Content starts

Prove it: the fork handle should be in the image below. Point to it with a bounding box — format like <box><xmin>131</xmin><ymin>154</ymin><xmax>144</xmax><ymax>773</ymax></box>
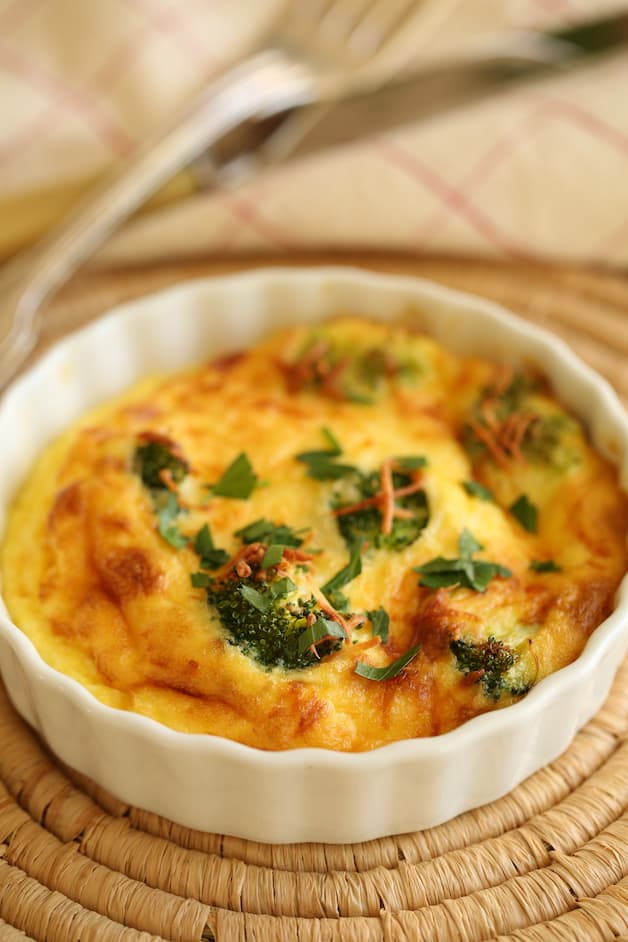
<box><xmin>0</xmin><ymin>50</ymin><xmax>315</xmax><ymax>382</ymax></box>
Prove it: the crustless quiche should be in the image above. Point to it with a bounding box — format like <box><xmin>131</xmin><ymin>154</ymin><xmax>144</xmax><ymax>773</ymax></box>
<box><xmin>2</xmin><ymin>317</ymin><xmax>626</xmax><ymax>751</ymax></box>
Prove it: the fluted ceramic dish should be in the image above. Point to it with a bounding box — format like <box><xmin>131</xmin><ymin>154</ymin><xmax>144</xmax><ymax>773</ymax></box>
<box><xmin>0</xmin><ymin>268</ymin><xmax>626</xmax><ymax>844</ymax></box>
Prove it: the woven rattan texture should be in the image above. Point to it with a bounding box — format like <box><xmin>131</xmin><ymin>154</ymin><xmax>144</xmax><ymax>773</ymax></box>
<box><xmin>1</xmin><ymin>255</ymin><xmax>627</xmax><ymax>941</ymax></box>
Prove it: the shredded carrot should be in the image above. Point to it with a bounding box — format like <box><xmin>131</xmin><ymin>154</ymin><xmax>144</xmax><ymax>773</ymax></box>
<box><xmin>380</xmin><ymin>459</ymin><xmax>396</xmax><ymax>535</ymax></box>
<box><xmin>468</xmin><ymin>417</ymin><xmax>511</xmax><ymax>471</ymax></box>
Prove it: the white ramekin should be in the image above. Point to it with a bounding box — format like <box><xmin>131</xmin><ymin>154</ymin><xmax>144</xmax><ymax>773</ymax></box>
<box><xmin>0</xmin><ymin>268</ymin><xmax>626</xmax><ymax>844</ymax></box>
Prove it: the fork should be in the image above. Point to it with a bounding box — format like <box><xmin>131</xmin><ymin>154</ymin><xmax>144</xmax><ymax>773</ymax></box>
<box><xmin>0</xmin><ymin>0</ymin><xmax>442</xmax><ymax>389</ymax></box>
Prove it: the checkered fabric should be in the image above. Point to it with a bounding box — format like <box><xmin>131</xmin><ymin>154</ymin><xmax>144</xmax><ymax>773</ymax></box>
<box><xmin>1</xmin><ymin>0</ymin><xmax>627</xmax><ymax>265</ymax></box>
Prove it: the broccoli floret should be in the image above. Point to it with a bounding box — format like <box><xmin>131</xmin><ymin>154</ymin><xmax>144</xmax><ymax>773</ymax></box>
<box><xmin>334</xmin><ymin>470</ymin><xmax>429</xmax><ymax>552</ymax></box>
<box><xmin>207</xmin><ymin>577</ymin><xmax>341</xmax><ymax>670</ymax></box>
<box><xmin>450</xmin><ymin>636</ymin><xmax>533</xmax><ymax>701</ymax></box>
<box><xmin>134</xmin><ymin>438</ymin><xmax>189</xmax><ymax>489</ymax></box>
<box><xmin>521</xmin><ymin>414</ymin><xmax>580</xmax><ymax>470</ymax></box>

Content ends

◆ **Work to be completed**: Repeat every entry above word for word, and include no pictures.

◆ **Exercise response**:
Prove it: the fork handle should be in the image below. Point to it with a bounding box — format like <box><xmin>131</xmin><ymin>154</ymin><xmax>144</xmax><ymax>773</ymax></box>
<box><xmin>0</xmin><ymin>50</ymin><xmax>315</xmax><ymax>382</ymax></box>
Prove it: the crustless quiche should be in the image above. Point to it with a bounding box — format like <box><xmin>131</xmin><ymin>154</ymin><xmax>144</xmax><ymax>773</ymax></box>
<box><xmin>2</xmin><ymin>317</ymin><xmax>626</xmax><ymax>751</ymax></box>
Prove it: the fluted ceramic dish should be in the image above. Point to it with a bounding box — format like <box><xmin>131</xmin><ymin>154</ymin><xmax>144</xmax><ymax>773</ymax></box>
<box><xmin>0</xmin><ymin>268</ymin><xmax>626</xmax><ymax>844</ymax></box>
Prove it: the woven rattan texture should be in the image above. Point to it with a bounding box — format like <box><xmin>131</xmin><ymin>154</ymin><xmax>144</xmax><ymax>773</ymax></box>
<box><xmin>1</xmin><ymin>255</ymin><xmax>627</xmax><ymax>941</ymax></box>
Prove it: the shredded carrot should be in the image above. Point to it with a bounding box — format like <box><xmin>131</xmin><ymin>154</ymin><xmax>144</xmax><ymax>773</ymax></box>
<box><xmin>380</xmin><ymin>459</ymin><xmax>396</xmax><ymax>535</ymax></box>
<box><xmin>468</xmin><ymin>417</ymin><xmax>511</xmax><ymax>471</ymax></box>
Prove it: the white ramekin should be in the image above. Point to it with a bounding box — format like <box><xmin>131</xmin><ymin>154</ymin><xmax>144</xmax><ymax>773</ymax></box>
<box><xmin>0</xmin><ymin>268</ymin><xmax>626</xmax><ymax>844</ymax></box>
Prove it: the fork should be in the image above. Point to it with a bounding box — format like <box><xmin>131</xmin><ymin>154</ymin><xmax>144</xmax><ymax>773</ymax></box>
<box><xmin>0</xmin><ymin>0</ymin><xmax>442</xmax><ymax>389</ymax></box>
Prove it: the checkered fabric should be in the image above. Point to it with a bounding box — format like <box><xmin>131</xmin><ymin>154</ymin><xmax>144</xmax><ymax>773</ymax></box>
<box><xmin>1</xmin><ymin>0</ymin><xmax>627</xmax><ymax>265</ymax></box>
Prove it: the broccoli floret should be in the image above. Point to it with a bounding box — format like <box><xmin>131</xmin><ymin>154</ymin><xmax>144</xmax><ymax>773</ymax></box>
<box><xmin>334</xmin><ymin>470</ymin><xmax>429</xmax><ymax>552</ymax></box>
<box><xmin>207</xmin><ymin>577</ymin><xmax>341</xmax><ymax>670</ymax></box>
<box><xmin>450</xmin><ymin>636</ymin><xmax>533</xmax><ymax>701</ymax></box>
<box><xmin>134</xmin><ymin>438</ymin><xmax>189</xmax><ymax>489</ymax></box>
<box><xmin>521</xmin><ymin>414</ymin><xmax>580</xmax><ymax>470</ymax></box>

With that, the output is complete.